**DO THIS**.
Please report how many lines in the material below contain the string "pressure", treating uppercase and lowercase as different. Reply with the number alone.
◆ ◆ ◆ ◆ ◆
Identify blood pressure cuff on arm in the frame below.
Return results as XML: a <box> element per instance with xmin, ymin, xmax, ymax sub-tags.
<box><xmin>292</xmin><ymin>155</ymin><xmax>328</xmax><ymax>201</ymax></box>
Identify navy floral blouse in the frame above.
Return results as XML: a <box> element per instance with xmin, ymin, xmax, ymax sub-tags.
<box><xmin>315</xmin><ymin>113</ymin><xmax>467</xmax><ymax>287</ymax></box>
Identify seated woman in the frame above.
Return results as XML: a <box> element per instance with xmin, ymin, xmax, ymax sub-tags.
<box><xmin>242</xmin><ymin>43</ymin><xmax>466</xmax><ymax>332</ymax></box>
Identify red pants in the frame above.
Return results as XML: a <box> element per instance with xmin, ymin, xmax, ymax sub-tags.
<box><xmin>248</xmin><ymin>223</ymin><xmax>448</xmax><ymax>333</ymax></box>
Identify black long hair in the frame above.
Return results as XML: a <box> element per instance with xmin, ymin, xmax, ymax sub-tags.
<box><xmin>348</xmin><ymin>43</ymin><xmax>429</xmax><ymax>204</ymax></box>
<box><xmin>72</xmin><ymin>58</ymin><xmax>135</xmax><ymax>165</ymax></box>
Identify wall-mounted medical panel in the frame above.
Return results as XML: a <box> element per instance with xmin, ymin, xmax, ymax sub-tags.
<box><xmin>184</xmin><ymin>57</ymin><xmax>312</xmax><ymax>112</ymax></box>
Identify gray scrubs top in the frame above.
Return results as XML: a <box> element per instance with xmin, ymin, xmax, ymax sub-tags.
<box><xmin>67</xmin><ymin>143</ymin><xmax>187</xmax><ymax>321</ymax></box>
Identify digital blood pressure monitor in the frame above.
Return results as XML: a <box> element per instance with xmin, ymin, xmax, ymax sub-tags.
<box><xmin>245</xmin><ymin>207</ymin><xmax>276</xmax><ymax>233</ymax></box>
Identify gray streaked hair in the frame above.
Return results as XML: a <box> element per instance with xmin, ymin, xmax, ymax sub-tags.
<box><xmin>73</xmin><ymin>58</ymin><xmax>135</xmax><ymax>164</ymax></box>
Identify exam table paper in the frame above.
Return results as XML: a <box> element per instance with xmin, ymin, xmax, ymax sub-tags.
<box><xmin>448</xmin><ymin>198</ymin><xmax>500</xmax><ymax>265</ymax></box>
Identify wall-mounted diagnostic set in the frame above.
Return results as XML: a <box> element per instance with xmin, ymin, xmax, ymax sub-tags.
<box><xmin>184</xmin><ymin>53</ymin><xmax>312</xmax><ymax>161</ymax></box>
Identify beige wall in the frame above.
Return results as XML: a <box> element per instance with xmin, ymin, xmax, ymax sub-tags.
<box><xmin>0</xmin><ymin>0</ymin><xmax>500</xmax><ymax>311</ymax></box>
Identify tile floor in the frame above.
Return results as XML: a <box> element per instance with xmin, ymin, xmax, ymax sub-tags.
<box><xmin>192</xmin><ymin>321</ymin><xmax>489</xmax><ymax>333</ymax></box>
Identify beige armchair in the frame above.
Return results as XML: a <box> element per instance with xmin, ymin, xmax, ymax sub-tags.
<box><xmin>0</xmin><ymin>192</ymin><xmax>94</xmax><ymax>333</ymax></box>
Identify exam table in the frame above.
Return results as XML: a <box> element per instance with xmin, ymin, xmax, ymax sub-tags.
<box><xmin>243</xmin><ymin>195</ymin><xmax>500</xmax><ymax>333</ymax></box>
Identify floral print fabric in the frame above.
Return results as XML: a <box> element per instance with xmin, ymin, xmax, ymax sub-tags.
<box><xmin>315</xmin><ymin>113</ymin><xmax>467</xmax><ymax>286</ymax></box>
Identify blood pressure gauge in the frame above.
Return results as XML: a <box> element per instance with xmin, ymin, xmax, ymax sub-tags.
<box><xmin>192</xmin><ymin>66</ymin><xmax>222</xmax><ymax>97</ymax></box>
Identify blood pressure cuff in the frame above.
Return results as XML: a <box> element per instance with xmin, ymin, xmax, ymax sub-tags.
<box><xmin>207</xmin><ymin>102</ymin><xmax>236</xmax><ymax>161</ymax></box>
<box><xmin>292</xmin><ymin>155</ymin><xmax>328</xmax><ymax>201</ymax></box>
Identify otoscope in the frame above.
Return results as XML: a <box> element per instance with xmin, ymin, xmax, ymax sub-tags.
◆ ◆ ◆ ◆ ◆
**RESULT OF THE TASK**.
4